BEGIN Data to process

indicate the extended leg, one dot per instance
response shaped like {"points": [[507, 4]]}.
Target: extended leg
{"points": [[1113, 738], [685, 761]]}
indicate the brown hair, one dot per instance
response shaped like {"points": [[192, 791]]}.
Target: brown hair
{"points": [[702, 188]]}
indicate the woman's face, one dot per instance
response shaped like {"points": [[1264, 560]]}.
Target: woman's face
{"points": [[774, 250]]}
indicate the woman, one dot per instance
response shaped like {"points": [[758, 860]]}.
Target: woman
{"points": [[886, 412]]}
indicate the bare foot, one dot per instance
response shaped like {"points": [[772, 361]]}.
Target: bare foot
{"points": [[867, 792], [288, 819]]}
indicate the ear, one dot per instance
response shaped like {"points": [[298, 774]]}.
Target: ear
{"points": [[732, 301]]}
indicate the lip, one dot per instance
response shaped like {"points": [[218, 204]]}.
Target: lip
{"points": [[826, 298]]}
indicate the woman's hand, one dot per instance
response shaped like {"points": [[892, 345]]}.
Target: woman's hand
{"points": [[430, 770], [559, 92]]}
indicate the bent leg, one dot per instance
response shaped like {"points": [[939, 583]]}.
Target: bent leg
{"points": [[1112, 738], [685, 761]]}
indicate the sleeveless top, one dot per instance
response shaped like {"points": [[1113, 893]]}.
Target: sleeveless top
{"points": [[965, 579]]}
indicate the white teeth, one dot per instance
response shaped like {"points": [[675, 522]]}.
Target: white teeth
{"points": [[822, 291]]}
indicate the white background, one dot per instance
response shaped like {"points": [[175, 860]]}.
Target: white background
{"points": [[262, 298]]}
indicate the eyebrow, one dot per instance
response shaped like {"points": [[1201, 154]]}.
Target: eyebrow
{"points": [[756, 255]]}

END Data to process

The entries above must be transcribed word for word.

indicate the extended leg, one dot per instance
response shaped like {"points": [[507, 4]]}.
Target: extended leg
{"points": [[1113, 738], [685, 761]]}
indicate the brown hair, one dot per instance
response shaped like {"points": [[192, 791]]}.
Target: brown hair
{"points": [[702, 188]]}
indicate the woman's face, one dot per instance
response shaped like {"points": [[1264, 560]]}.
Target: woman's face
{"points": [[774, 250]]}
indicate the woman, one dot per instance
response shaped like {"points": [[758, 860]]}.
Target: woman
{"points": [[886, 412]]}
indicate the bare foot, one dot per instance
response shaped like {"points": [[772, 361]]}.
Target: bare foot
{"points": [[867, 792], [288, 819]]}
indicate the ear, one dot per instance
response shaped like {"points": [[298, 774]]}.
Target: ear
{"points": [[732, 301]]}
indicate the lip, one dot per instance
response shaped like {"points": [[218, 204]]}.
Target: lip
{"points": [[826, 298]]}
indicate the woman's hand, one dot per instance
response shaped like {"points": [[892, 345]]}.
Target: woman's hand
{"points": [[430, 770], [559, 92]]}
indicate the bent leg, one dot per instance
response shaped like {"points": [[939, 583]]}.
Target: bent leg
{"points": [[1112, 738], [685, 761]]}
indicate the sleeveless top, one dot per instance
response shaped like {"points": [[1113, 893]]}.
Target: sleeveless top
{"points": [[965, 579]]}
indicate the white teeth, one dot per instance
response shaped like {"points": [[675, 522]]}.
Target: white teeth
{"points": [[822, 291]]}
indicate the white background, one dot per instance
response shaped like {"points": [[175, 860]]}.
Target: white background
{"points": [[262, 298]]}
indicate the eyebrow, one dot per instance
response shaped like {"points": [[1201, 154]]}.
Target: eyebrow
{"points": [[756, 255]]}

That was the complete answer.